Wilhelm Hauchecorne (1828–1900)

Auf dem Dreifaltigkeitsfriedhof in der Bergmannstraße sehen wir wenige Schritte vom Mittelweg nach rechts – innerhalb eines Eisengitters – eine hohe Stele aus schwedischem polierten Syenit. Ein Porträt, umrahmt von einem Lorbeerzweig, ist daran angebracht. Eisen und Schlegel über dem Porträt bezeichnen den Beruf dieses Mannes: Bergmann. Die vergoldete Inschrift darunter besagt, daß Wilhelm Hauchecorne, Dr. phil. h. c., Geheimer Oberbergrat, Direktor der Königlichen Geologischen Landesanstalt und Bergakademie zu Berlin von 1866–1900, hier begraben ist. Ein Bergmann in Berlin?

□ □ □ □ □

◆ **Aufgabenstellung**:
Schreibe den Textabschnitt über Wilhelm Hauchecorne von „Auf dem Dreifaltigkeitsfriedhof“ bis „Bergmann in Berlin?“ wortgetreu ab.

Einträge aus einer Datenquelle
□ □ □ □ □

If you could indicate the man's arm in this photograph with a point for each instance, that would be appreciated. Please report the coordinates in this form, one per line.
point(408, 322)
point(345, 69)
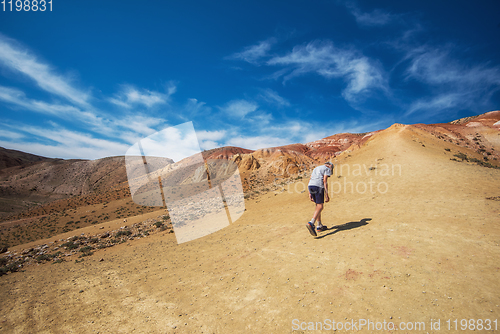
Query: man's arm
point(325, 184)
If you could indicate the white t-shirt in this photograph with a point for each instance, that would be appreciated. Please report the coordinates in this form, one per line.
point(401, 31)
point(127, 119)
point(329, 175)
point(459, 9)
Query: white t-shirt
point(317, 176)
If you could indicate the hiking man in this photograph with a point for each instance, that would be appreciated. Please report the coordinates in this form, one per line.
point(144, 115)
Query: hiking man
point(318, 193)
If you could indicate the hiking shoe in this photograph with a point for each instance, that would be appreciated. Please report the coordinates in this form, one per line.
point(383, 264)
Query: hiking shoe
point(321, 228)
point(310, 227)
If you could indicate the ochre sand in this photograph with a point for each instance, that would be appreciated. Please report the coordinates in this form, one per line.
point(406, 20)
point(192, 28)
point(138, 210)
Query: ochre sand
point(426, 249)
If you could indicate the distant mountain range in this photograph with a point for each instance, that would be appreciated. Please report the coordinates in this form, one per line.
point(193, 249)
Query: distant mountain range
point(32, 186)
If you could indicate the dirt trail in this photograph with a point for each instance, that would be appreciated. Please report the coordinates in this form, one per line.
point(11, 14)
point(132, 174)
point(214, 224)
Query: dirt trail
point(424, 245)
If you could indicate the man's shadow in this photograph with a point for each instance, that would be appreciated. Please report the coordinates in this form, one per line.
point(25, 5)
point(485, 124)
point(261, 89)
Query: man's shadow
point(345, 227)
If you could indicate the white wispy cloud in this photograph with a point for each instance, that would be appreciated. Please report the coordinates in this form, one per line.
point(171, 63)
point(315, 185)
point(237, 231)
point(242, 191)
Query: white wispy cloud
point(11, 134)
point(256, 142)
point(377, 17)
point(19, 59)
point(18, 99)
point(270, 96)
point(239, 108)
point(362, 73)
point(454, 83)
point(63, 143)
point(254, 53)
point(130, 96)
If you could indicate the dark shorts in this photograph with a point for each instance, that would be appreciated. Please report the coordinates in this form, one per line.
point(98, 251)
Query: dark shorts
point(318, 194)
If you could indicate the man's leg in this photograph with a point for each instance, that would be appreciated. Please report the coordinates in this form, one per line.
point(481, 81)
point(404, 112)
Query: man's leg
point(317, 212)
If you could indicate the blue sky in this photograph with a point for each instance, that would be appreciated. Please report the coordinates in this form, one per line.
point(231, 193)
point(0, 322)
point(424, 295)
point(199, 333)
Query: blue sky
point(91, 78)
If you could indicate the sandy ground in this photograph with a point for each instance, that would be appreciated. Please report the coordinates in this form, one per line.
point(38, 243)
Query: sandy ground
point(424, 248)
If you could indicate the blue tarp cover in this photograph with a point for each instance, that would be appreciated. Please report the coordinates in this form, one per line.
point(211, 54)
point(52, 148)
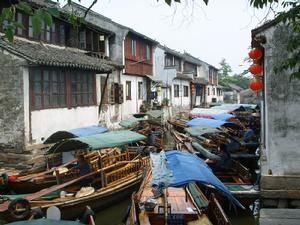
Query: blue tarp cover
point(77, 132)
point(98, 141)
point(175, 169)
point(204, 121)
point(87, 131)
point(44, 221)
point(223, 116)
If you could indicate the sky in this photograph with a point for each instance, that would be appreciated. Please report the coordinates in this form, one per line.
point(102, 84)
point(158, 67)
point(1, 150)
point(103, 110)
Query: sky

□ □ □ □ □

◆ **Lösung der Aufgabe**:
Auf dem Dreifaltigkeitsfriedhof in der Bergmannstraße sehen wir wenige Schritte vom Mittelweg nach rechts – innerhalb eines Eisengitters – eine hohe Stele aus schwedischem polierten Syenit. Ein Porträt, umrahmt von einem Lorbeerzweig, ist daran angebracht. Eisen und Schlegel über dem Porträt bezeichnen den Beruf dieses Mannes: Bergmann. Die vergoldete Inschrift darunter besagt, daß Wilhelm Hauchecorne, Dr. phil. h. c., Geheimer Oberbergrat, Direktor der Königlichen Geologischen Landesanstalt und Bergakademie zu Berlin von 1866–1900, hier begraben ist. Ein Bergmann in Berlin?